Start Recorded information

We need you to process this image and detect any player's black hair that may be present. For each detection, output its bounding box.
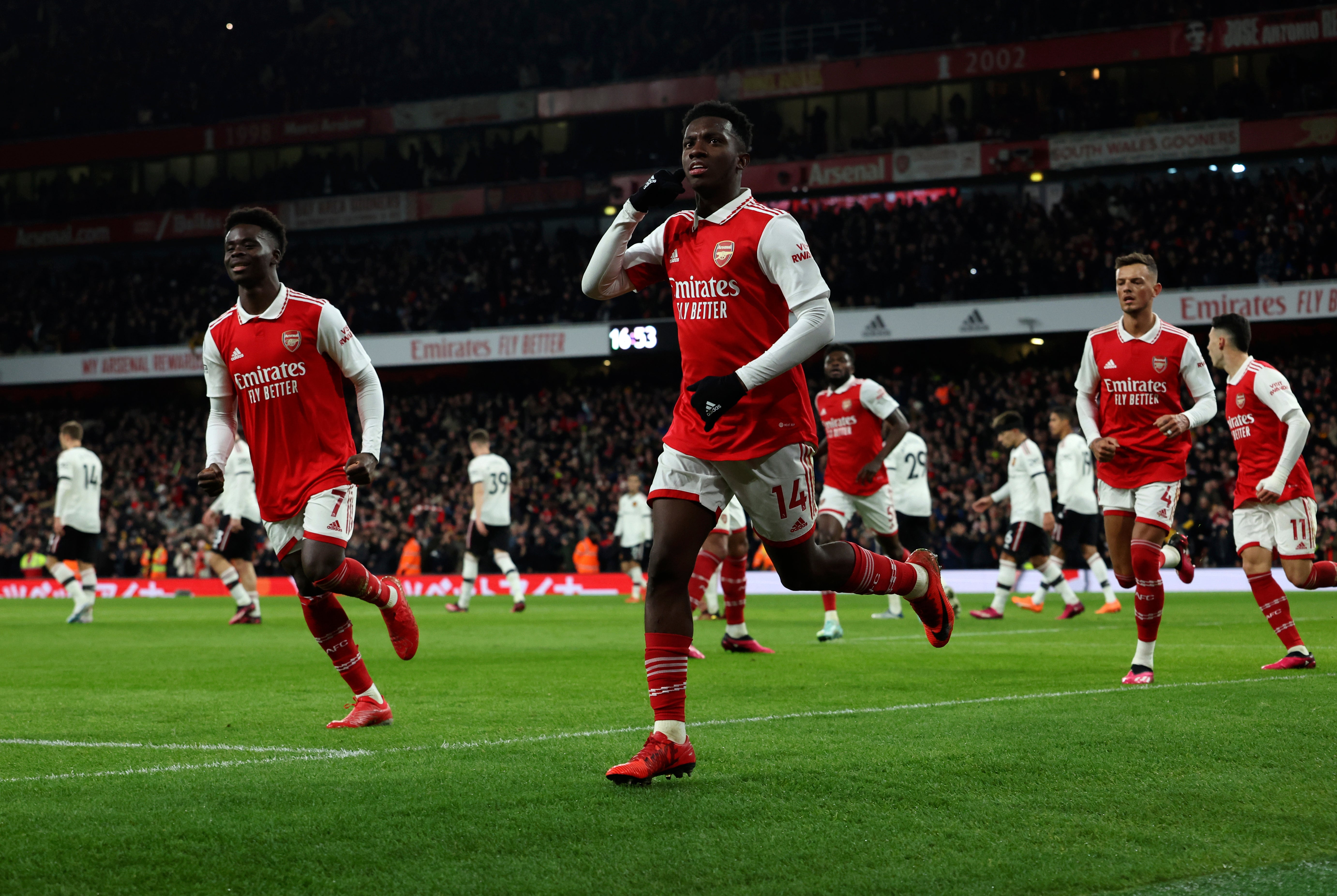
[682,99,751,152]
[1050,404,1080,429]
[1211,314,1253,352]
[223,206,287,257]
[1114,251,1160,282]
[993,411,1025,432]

End Recorded information
Start Recorded information

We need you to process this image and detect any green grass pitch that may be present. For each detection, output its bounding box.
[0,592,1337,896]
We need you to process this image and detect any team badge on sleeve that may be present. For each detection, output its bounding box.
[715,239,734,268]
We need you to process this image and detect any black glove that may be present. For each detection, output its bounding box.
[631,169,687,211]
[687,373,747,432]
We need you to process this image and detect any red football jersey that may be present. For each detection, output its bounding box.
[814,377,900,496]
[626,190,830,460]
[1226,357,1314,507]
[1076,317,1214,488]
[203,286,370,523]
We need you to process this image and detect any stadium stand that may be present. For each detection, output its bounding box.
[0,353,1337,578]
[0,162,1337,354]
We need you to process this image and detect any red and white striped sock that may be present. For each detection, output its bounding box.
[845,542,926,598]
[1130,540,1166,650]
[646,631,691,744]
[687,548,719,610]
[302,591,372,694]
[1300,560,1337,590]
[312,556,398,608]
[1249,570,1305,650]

End Recorded information
Start Recorded information

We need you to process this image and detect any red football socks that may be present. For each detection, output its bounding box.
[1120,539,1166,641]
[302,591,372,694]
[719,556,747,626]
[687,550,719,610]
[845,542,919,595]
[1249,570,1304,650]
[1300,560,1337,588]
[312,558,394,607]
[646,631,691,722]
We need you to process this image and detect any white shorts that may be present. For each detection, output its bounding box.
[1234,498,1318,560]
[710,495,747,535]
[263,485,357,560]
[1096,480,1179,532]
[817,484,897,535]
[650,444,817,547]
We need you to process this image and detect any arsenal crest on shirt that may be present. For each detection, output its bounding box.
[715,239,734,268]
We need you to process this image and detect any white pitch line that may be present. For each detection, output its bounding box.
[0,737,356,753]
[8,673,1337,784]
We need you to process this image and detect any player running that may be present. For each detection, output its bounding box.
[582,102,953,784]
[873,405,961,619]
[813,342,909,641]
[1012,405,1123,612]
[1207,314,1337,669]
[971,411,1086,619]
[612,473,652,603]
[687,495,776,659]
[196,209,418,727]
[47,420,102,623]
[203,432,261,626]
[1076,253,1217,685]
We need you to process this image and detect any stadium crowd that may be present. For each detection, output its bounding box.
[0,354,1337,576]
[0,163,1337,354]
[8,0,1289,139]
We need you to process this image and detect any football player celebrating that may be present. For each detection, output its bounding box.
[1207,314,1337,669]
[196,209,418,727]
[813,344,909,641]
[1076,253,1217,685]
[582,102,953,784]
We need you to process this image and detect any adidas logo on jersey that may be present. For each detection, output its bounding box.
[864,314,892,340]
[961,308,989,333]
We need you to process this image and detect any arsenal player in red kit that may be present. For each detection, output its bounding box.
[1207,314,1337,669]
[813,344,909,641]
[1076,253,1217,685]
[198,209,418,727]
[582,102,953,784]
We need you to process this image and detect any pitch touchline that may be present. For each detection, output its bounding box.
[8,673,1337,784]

End Recorded information

* _Exercise directions_
Count the lines in the data above that contain the string "jersey", and reply with only that number.

* _Exercise output_
2